Reiteradamente los poderes Legislativo y Ejecutivo fueron prevenidos del carácter inconstitucional de la reforma que avalaban pero, estando en juego electoral la posibilidad de prevalecer, se asociaron o se doblaron y abrieron paso a la reforma que, en el fondo, privilegiaba a unos cuantos concesionarios marginando a otros y sacrificaba recursos del Estado.

Sin que ése fuera su propósito, unos cuantos ex legisladores –aquellos que tuvieron el valor y el coraje de interponer el recurso de acción de inconstitucionalidad– y nueve ministros exhibieron a centenares de legisladores, candidatos, funcionarios e incluso al ex presidente Vicente Fox, en suma, al conjunto de la clase política que reiteradamente ha demostrado no estar a la altura de los problemas del país.

Hoy, desde luego, algunas voces –amparadas en una civilidad que no siempre practican– piden no hacer del fallo de la Suprema Corte la ocasión para llevar a la piedra de los sacrificios a los representantes populares o servidores públicos que, a pesar precisamente de esa condición, representaron o sirvieron intereses privados. El punto es que, a veces sin nombre y apellido, las responsabilidades se diluyen hasta dejar a Fuenteovejuna como el autor intelectual y material de cuanto ocurre.
==================================================
- EJERCICIOS PROPUESTOS
(1) Devuelve sin cambios el pasaje del extracto del texto que comienza en las palabras "Reiteradamente los poderes" y termina después de "problemas del país.".
(2) Según el extracto del texto, ¿cuántos ministros, junto con unos cuantos ex legisladores, exhibieron a la clase política?
Los ítems no hacen falta para resolver nada.

Entradas de datos extraídos
==================================================
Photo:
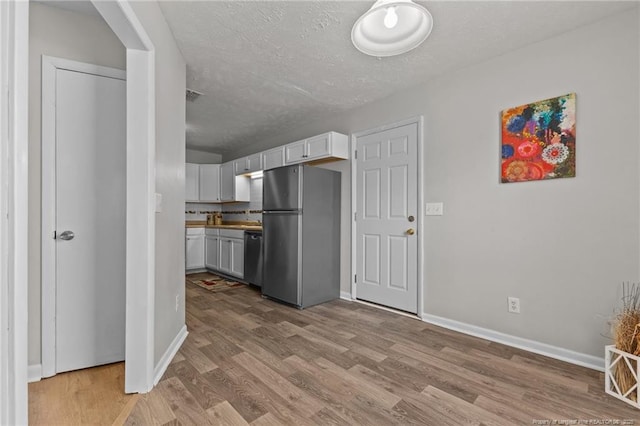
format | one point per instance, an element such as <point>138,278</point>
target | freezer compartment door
<point>281,239</point>
<point>282,188</point>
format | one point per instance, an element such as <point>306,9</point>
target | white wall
<point>562,246</point>
<point>202,157</point>
<point>170,76</point>
<point>69,35</point>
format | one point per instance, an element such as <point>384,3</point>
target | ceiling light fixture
<point>391,27</point>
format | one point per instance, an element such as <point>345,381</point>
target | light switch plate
<point>434,209</point>
<point>158,203</point>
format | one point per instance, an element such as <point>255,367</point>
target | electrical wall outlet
<point>514,305</point>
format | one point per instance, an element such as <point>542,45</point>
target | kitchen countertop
==================================================
- RESPUESTAS
(1)
Reiteradamente los poderes Legislativo y Ejecutivo fueron prevenidos del carácter inconstitucional de la reforma que avalaban pero, estando en juego electoral la posibilidad de prevalecer, se asociaron o se doblaron y abrieron paso a la reforma que, en el fondo, privilegiaba a unos cuantos concesionarios marginando a otros y sacrificaba recursos del Estado.

Sin que ése fuera su propósito, unos cuantos ex legisladores –aquellos que tuvieron el valor y el coraje de interponer el recurso de acción de inconstitucionalidad– y nueve ministros exhibieron a centenares de legisladores, candidatos, funcionarios e incluso al ex presidente Vicente Fox, en suma, al conjunto de la clase política que reiteradamente ha demostrado no estar a la altura de los problemas del país.

(2) Nueve.